- Document passage:
:::::
When emptying it is always advisable to leave 150mm of effluent in the bottom of the tank to 'kick start' the bacterial operation as the tank refills. You can buy 'bacteria' but if there is control over the level of detergents going into the tank then it may not be necessary to add anything and let nature do its job! Grease and washing powder in hard water areas doesnt help, it congeals and bungs everything up......
Lord Bothwell, Thanks for your reply. I am a complete novice where septic tanks are concerned and thought an annual clearout was a good thing. Obviously, I have misunderstood. So I am better to leave the tank alone if it is working? Are those bio/bacteria things worth investing in? We do have a dishwasher which uses salt (a suggestion from another posting - thanks). All of these things, I guess, might be adding to the bathroom odour in the initial stages, but the stagnant smell is another issue, I think. I will look for a company to service the tank so I can get an expert opinion. What a job!!
Still looking for help regarding stagnant smell, but now interested in help re septic tank issues.
Hugh, thanks for your post. This is all a bit technical for me.... we are a family of 4 using the tank for every bit of waste and water from the house. The tank has a soakway into a field at the back of our house (I think!!). Again, we inherited it when we bought the house and have no idea of the why's and wherefores. We have a washing machine, dishwasher, waste disposal on the kitchen sink and 3 bathrooms with wc's and one other WC. I do try to limit the bleach I splash around, but washing powder, fabric conditioner, shampoo, washing up liquid etc etc all go into the tank. I believe it is a plastic tank rather than brick built. What can I do to look after the health of the tank? Thanks.
:::::
- Stored data entries:
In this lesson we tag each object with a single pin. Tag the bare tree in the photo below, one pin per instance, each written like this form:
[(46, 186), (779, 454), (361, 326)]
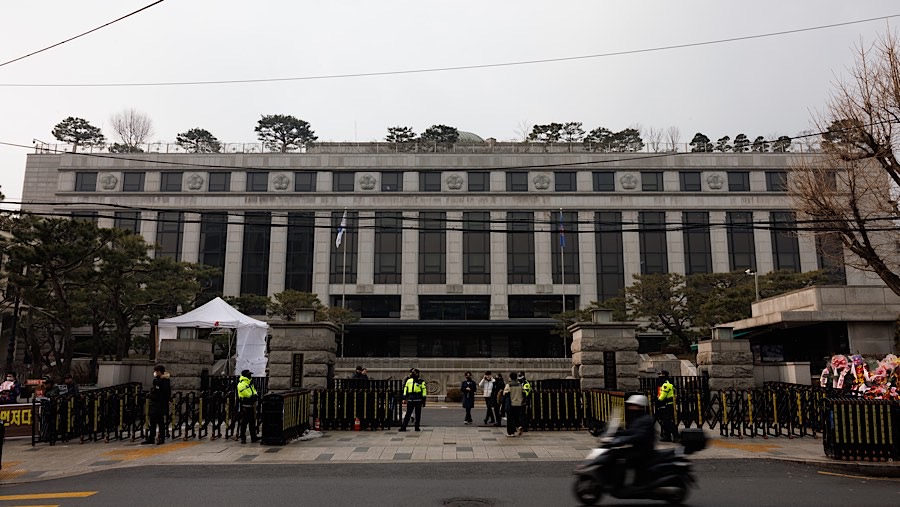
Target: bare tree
[(672, 138), (133, 128), (849, 191)]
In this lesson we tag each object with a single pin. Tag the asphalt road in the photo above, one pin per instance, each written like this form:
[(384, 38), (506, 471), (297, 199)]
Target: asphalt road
[(722, 483)]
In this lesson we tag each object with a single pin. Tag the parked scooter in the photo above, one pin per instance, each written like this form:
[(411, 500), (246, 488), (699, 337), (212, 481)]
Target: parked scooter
[(667, 475)]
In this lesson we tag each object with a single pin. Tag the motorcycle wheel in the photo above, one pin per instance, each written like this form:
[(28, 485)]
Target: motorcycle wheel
[(587, 490)]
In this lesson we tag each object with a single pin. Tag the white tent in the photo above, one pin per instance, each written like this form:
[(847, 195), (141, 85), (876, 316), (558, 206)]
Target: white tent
[(251, 333)]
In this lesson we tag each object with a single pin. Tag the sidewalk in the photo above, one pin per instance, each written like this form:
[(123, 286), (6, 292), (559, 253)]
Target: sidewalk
[(24, 463)]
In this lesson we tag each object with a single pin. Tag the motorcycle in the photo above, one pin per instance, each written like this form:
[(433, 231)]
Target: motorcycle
[(666, 476)]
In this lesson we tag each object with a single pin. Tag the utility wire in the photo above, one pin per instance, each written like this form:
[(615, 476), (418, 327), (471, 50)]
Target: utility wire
[(452, 68), (81, 34)]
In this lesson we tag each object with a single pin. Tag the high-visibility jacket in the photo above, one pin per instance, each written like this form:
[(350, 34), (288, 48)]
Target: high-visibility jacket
[(415, 390), (666, 393)]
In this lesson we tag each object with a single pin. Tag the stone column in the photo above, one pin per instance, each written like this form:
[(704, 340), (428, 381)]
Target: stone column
[(301, 354), (727, 361), (604, 353)]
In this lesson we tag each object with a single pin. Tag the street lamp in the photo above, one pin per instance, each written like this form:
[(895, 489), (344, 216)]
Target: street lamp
[(755, 275)]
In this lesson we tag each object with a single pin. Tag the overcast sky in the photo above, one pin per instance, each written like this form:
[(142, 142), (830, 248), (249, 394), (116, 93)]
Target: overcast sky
[(764, 86)]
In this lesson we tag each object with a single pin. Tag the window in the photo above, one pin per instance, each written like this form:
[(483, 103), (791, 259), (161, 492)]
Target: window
[(689, 181), (610, 258), (604, 181), (305, 181), (257, 181), (391, 182), (785, 246), (776, 181), (565, 181), (170, 182), (519, 247), (651, 181), (741, 244), (517, 181), (298, 267), (128, 220), (565, 240), (652, 237), (213, 242), (255, 258), (169, 230), (342, 182), (219, 182), (132, 182), (476, 247), (738, 181), (429, 182), (85, 182), (479, 181), (388, 247), (697, 245), (432, 247)]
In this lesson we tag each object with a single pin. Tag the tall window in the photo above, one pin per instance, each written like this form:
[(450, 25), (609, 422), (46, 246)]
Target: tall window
[(476, 247), (785, 245), (479, 181), (391, 181), (255, 261), (565, 181), (342, 182), (651, 181), (738, 181), (299, 266), (697, 245), (388, 246), (347, 250), (86, 182), (128, 220), (213, 241), (610, 258), (604, 181), (519, 247), (517, 181), (433, 247), (741, 244), (565, 240), (257, 181), (689, 181), (652, 236), (305, 181), (219, 182), (132, 182), (170, 182), (429, 182), (169, 231)]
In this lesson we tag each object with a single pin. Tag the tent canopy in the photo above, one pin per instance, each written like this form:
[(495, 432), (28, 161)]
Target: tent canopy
[(251, 333)]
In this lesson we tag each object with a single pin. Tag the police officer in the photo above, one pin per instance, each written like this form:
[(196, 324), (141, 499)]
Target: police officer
[(414, 392), (665, 408)]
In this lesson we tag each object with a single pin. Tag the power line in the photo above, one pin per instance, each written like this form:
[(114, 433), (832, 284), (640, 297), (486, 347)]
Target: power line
[(451, 68), (81, 34)]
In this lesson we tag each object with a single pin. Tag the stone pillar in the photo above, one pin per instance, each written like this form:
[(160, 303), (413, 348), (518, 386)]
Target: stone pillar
[(727, 361), (184, 361), (604, 353), (301, 355)]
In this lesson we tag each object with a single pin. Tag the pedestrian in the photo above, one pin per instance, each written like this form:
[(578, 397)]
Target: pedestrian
[(414, 392), (248, 398), (160, 393), (468, 388), (665, 408), (515, 401), (490, 401)]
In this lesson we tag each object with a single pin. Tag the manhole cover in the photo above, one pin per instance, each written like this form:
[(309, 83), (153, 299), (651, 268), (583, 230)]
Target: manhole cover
[(467, 502)]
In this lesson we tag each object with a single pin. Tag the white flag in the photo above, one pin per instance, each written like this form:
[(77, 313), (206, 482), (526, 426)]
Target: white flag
[(341, 229)]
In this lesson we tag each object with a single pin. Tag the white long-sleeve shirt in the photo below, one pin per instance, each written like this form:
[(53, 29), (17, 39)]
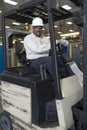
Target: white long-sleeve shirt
[(36, 46)]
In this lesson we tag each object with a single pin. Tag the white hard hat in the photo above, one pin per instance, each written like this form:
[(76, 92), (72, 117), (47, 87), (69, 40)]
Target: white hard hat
[(37, 22)]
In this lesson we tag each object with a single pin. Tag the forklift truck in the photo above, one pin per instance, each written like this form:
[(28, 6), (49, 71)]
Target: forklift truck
[(26, 99)]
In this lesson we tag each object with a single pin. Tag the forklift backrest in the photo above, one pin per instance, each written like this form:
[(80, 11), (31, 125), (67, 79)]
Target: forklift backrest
[(20, 52)]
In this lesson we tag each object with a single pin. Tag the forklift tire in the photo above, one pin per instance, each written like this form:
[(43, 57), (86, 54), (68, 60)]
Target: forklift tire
[(5, 121)]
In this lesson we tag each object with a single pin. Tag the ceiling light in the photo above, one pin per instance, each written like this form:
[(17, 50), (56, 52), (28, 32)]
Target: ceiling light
[(11, 2), (55, 26), (70, 34), (59, 32), (7, 27), (71, 30), (67, 7), (69, 23), (16, 23)]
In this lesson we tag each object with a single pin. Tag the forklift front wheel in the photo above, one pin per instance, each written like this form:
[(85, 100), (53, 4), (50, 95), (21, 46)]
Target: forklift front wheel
[(5, 121)]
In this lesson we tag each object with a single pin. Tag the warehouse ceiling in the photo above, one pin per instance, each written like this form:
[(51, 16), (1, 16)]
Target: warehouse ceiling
[(60, 26)]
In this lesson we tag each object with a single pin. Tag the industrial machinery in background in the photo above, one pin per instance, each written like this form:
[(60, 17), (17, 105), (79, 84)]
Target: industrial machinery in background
[(34, 101)]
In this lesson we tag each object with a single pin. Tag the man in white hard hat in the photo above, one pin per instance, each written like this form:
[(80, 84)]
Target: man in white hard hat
[(37, 47)]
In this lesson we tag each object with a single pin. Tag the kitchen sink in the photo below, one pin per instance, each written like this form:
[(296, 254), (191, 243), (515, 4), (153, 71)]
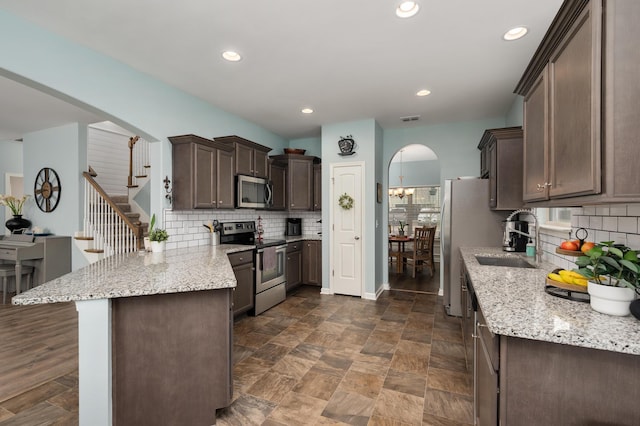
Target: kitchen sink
[(511, 262)]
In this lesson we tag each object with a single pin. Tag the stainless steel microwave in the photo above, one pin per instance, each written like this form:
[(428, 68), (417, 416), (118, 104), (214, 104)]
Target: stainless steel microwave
[(253, 193)]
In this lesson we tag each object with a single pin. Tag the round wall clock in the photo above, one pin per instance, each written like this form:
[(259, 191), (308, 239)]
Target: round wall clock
[(46, 189)]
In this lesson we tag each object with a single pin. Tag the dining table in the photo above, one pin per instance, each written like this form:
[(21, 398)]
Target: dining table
[(400, 241)]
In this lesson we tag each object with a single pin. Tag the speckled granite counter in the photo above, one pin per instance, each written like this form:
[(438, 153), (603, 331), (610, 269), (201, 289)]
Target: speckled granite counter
[(305, 237), (515, 304), (139, 274)]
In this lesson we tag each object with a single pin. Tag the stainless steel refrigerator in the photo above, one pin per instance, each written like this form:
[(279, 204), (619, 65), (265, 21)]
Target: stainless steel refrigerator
[(467, 221)]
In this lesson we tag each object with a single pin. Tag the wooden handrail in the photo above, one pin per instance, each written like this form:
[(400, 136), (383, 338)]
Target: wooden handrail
[(137, 230)]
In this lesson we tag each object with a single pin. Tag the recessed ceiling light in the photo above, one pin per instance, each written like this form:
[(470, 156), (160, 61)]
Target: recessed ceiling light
[(406, 9), (515, 33), (231, 56)]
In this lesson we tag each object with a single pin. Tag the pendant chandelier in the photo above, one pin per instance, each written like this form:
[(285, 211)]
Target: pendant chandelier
[(400, 192)]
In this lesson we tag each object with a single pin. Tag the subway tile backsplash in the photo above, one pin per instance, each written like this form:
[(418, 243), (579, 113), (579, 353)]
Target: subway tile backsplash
[(614, 222), (185, 226)]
:::::
- Activity 1: List the household appliances that the final post of the septic tank thread says the family has.
- Activity 2: According to the septic tank thread, how much effluent should be left in the bottom of the tank when it is emptied?
- Activity 3: Continue the septic tank thread from where it stops.

- Your response 1: Washing machine, dishwasher, waste disposal on the kitchen sink

- Your response 2: 150mm

- Your response 3:
I think with the amount of detergents and bleaches that we use these days, a septic tank has a hard time....anyway, in the good old days the tanks had two separate chambers, as well as the settling of these chambers was exposed to light, and the other kept in darkness to allow anerobic and aerobic bacterial action to take place. This is hardly satisfactory these days as most people just want to forget about these things. So long as the entrance and exit chambers are clear, just get it pumped out when it needs it. I've tried the various compounds available to help things along, but found no discernable difference in the tank contents. The golden rule is, only put stuff into the tank if you have eaten it first - with the exception of soft loo paper!
Anyway, thats not your problem regarding smell. I think you'll have to inspect all of the connections from the loo (including the pan coupler) to the outside manhole, and see that the connection from the chamber to the soil vent pipe hasn't come adrift somehow.
PS 2 of us in this house, large brick tank - pumped out every 4 years.
John :)
Thanks Burnerman. I will have to get a plumber to check those connections...trouble is the bathroom is tiled with limestone tiles, all around the bath boxing etc. Nightmare...this is why we are trying to sort it without taking the sledgehammer to everything. I am now going out and will check back later to see if anyone else has any ideas.
I certainly don't like the idea of AAV's - especially under the floor :eek: Has the one in the bathroom been removed too?
Much better to vent the SVP to the outside if you possibly can. Anyway these are really there to help with the dispersal of water (air behind it).
Do you ever get water sucked out of the wash handbasin / shower / bath traps when the loo is flushed? If you do, this is a sure sign that the venting isn't sufficient and a pong will result.
So, if the SVP isn't open to the atmosphere anywhere inside the building, the pong has to be coming from the connections from pan to waste somewhere along the line, I fear.
I hope you don't have to break up those tiles!
I used to bring in a septic tank bacteria enhancer from France - where there are lots of 'fosse sepitiques'. The product was called Eparcyl. I couldn't tell any difference when it was used here, so I don't use it now.